• **Description of the task**
Extend the professional biographies below, picking up after their final sentence.

• **Text provided**
☆ ☆ ☆ ☆ ☆
David is a founding partner of Hudson Pacific, a strategic communications consulting firm. He uses public opinion research and other data to provide corporate and political leaders an objective perspective on their communications and reputation challenges, identifying opportunities and recommending strategies to help achieve their goals. He began his thirty-year career working in political and media polling as part of the bipartisan Hart-Teeter polling team conducting the NBC News/Wall Street Journal Poll. In 2004, David joined Public Strategies in Austin, TX, which later became Hill+Knowlton Strategies, where he was Executive Vice President for Global Research. There he oversaw public opinion and market research engagements around the world and counseled clients from a wide array of industries including energy, financial services, automotive and food and beverage to name a few. David is a graduate of Northwestern University, the University of Michigan Gerald R. Ford School of Public Policy and the University of Chicago Booth School of Business.  


Burgess Jackson
Attorney, Law Offices of Burgess Jackson

Burgess Jackson is an Austin attorney specializing in conservation law, representing nonprofit organizations and public agencies.  In 2007, he completed a 20-year tenure in the National Resources Division of the Texas Attorney General’s office, where he practiced environmental and real estate transactions and litigation. Mr. Jackson was a founding board member of the Texas Land Trust Council and has been a speaker at the TLTC conference every year since 1997. He has served on the Land Trust Alliance Conservation Defense Advisory Council and Policy Advisory Council, and currently serves on the LTA Rally Program Committee.  Mr. Jackson has authored several publications in the field of conservation law, including Legal Steps to Starting a Land Trust in Texas, Eminent Domain and Conservation Properties, and Guiding Land Trusts through Political Season: The Prohibition on Political Campaign Activity by Charities.  He is a graduate of Louisiana State University and the University of Texas School of Law.
☆ ☆ ☆ ☆ ☆
• **Data section**
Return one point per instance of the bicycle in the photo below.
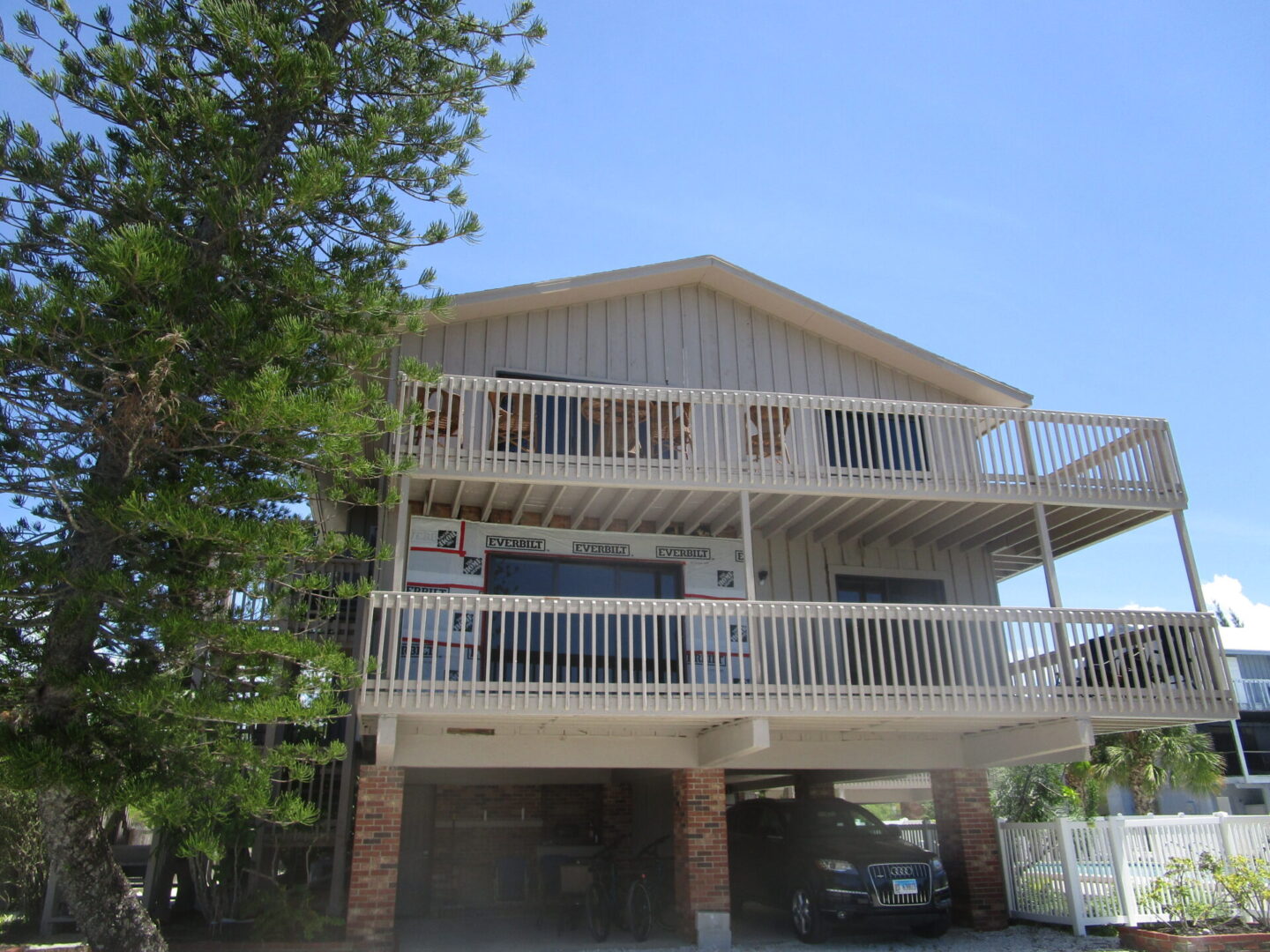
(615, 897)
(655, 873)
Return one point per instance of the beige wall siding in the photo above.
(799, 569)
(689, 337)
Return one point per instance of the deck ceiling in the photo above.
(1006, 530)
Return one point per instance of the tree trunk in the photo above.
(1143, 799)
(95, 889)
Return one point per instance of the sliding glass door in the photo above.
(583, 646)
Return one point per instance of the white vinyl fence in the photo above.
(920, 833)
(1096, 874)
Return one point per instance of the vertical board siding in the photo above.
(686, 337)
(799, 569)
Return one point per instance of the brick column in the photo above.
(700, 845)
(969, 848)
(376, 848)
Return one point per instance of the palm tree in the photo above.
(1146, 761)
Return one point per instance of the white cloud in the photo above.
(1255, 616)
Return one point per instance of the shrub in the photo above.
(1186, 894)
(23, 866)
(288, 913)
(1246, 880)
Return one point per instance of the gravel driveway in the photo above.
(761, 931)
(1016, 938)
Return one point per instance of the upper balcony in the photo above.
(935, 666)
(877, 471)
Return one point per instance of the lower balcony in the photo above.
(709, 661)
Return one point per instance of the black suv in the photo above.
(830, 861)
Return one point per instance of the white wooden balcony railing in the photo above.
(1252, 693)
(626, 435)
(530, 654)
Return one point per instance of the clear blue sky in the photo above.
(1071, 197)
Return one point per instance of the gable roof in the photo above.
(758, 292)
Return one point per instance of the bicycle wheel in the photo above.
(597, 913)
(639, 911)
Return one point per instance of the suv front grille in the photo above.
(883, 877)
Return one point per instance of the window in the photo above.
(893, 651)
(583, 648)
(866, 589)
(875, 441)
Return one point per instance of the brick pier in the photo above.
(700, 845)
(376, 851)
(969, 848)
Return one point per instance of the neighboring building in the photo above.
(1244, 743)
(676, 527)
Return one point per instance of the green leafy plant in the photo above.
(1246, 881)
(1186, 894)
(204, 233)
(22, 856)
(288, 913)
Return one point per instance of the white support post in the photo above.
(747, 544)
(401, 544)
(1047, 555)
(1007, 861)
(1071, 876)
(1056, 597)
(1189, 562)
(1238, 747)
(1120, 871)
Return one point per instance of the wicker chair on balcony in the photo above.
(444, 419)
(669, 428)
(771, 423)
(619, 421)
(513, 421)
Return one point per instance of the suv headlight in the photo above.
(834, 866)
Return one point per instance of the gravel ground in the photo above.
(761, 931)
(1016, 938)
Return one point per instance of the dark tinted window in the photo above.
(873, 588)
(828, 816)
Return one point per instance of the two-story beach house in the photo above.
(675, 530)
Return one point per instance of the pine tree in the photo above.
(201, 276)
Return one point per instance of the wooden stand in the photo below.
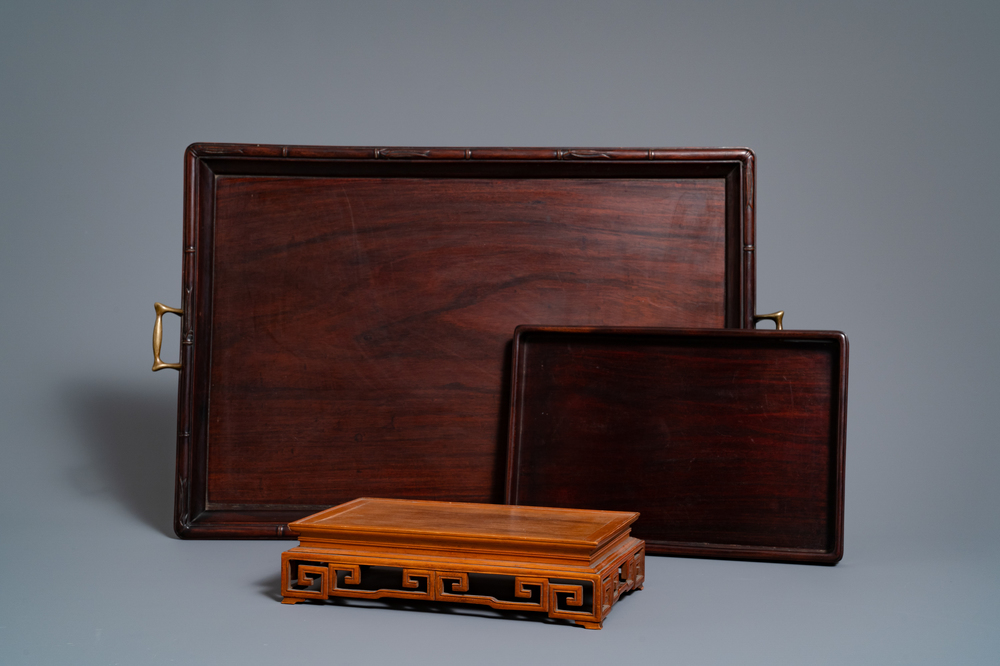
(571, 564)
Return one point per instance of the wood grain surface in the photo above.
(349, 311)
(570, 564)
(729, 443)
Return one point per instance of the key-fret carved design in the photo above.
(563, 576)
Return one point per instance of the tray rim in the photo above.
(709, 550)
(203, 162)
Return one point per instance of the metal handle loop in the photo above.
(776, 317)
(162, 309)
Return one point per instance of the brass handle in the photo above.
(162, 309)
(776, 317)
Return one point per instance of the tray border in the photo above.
☆ ☆ ☆ ☆ ☆
• **Reply to the task**
Wendy Jackson

Executive Vice President, Land Trust Alliance
Wendy assumed the role of executive vice president of the Land Trust Alliance in September of 2016. Before coming to the Alliance she spent 15 years as the founding executive director of the Freshwater Land Trust in Birmingham, Alabama. During her tenure, the land trust conserved more than 11,000 acres and accepted the largest gift in the history of U.S. Steel to create a new 1,200-acre urban park. In partnership with the local health department and the U.S. Department of Health and Human Services, Wendy led planning efforts that engaged 29 municipalities and 3,000 stakeholders in the development of the Red Rock Ridge and Valley Trail System, a 750-mile network of trails and complete streets for which the Trust secured $15 million in local and federal dollars. The Freshwater Land Trust’s community-based approach to conservation has been recognized by Secretary of the Interior Sally Jewell and renowned scientist Dr. Edward O. Wilson, an Alabama native.

Prior to her work at the Freshwater Land Trust, Wendy spent eight years as Director of Land Protection and Government Relations with the Alabama Chapter of The Nature Conservancy, where she also worked as a member of the Conservancy’s national policy team on early efforts to seek full and permanent funding for the Land and Water Conservation Fund. Wendy is a native of Alabama, who still enjoys life on her family’s farm just outside of Birmingham.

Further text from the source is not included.